• Source extract
**********

The Risk of Being Judged

Posted by Mark Fallon

Oct 21, 2016 5:01:00 AM

“It took me a long time not to judge myself through someone else's eyes.” – Sally Field

Comic Books.jpgI read comic books.

My friends have known this for the last 40 years, but it’s not something I usually share in public. My Goodreads list includes novels, but the majority of books I read are about management, history, science and philosophy. I’m a 54-year-old businessman running a consulting company. As a writer and a consultant, I want people to take me seriously. And serious people don’t read comic books.

Actually, they do. I was recently reminded of my own misgivings and their impact on my life.

Last weekend was the Boston Book Festival. In addition to exhibits of authors, bookstores and publishers, the festival had informational sessions on different genres. The panels are a blend of national and local celebrities, as well as famous and not-so-famous authors. It’s a great opportunity to gain insight to the writers’ approach towards their craft.

The unexpected highlight of the day was a session entitled “BFF Unbound: Not Your Grandma’s Romance”. Filmmaker Laurie Kahn moderated a panel of 4 authors, who shared how they began writing romance novels, the different subgenres in the romance category, and their interactions with readers. I couldn’t believe I’d left my normally ever-present notebook at home.

A common theme was the reluctance of the authors to embrace romance novels – either as a reader or a writer. Several had Master's degrees, one had been an English professor and one was a computer systems professional. They were serious, well-educated people. And romance novels weren’t for serious people.

Actually, they are.

The writers had to get over their own preconceptions of what romance novels were, and who would be their readers. They discovered that romance fiction contained universal themes of the human condition, which could be expressed in many different settings. Their audience were people who read multiple books a week, if not a book a day. Writing romance would be as authentic as any other genre.

Choosing this course of action meant risking being judged by certain segments of society, including their close friends. However, it also meant joining a supportive community of millions of readers who embrace their choices and don’t worry about what other people think. An added bonus – being financially successful in the multi-billion dollar romance novel market.

**********

• Raw data
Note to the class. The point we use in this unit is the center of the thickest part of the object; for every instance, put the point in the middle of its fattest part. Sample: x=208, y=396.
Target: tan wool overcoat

**********

• Work to complete
**a.** In the blog post on the risk of being judged, what subjects make up the majority of the writer's reading? List them all.
**b.** Extract the passage of the blog post on the risk of being judged that starts at "The unexpected highlight" and ends at "notebook at home.".
**c.** Continue the blog post on the risk of being judged from its last sentence.

• Responses to the exercise
**a.**
- Management
- History
- Science
- Philosophy

**b.**
The unexpected highlight of the day was a session entitled “BFF Unbound: Not Your Grandma’s Romance”. Filmmaker Laurie Kahn moderated a panel of 4 authors, who shared how they began writing romance novels, the different subgenres in the romance category, and their interactions with readers. I couldn’t believe I’d left my normally ever-present notebook at home.

**c.**
Too often, we let the judgments of others interfere with embracing who we are – and who we can become. In many ways, social media has intensified these feelings, with people posting disparaging comments about types of films, music or books. Or perhaps putting down others because of what they prefer to eat – or not eat. It can even devolve to insulting other runners because of the distances they choose or the finishing times of their races.

While perhaps meant in jest, these posts can cause embarrassment for their unintended targets. We all have some level of insecurity, and the wrong phrase can magnify our self-doubt. We’re driven further into silence. And farther away from our joy.

There’s little we can do to change the actions of others. But we can change ourselves. First - before posting that next negative comment – pause and reconsider. If the post doesn’t serve any positive usefulness, why bother? Is it worth making yourself feel good – at the expense of someone else?

More importantly, be proud of who you are – including all of your idiosyncrasies and passions. Stop being concerned about what “everyone” thinks. As long as your joy doesn’t bring someone else pain, then it’s good. Read comic books, watch silly television shows, go for runs before sunrise, or do whatever it is that makes you happy. Look inward, not outward, for approval.

Consider sharing your enthusiasms with the world. Maybe post about a musician you recently discovered, a walk that brought you peace, or an event that made you smile. Your words may help you learn that there are many other people who share your opinion. Or maybe you get to introduce someone to a delight that they’ve yet to discover.

It’s worth the risk.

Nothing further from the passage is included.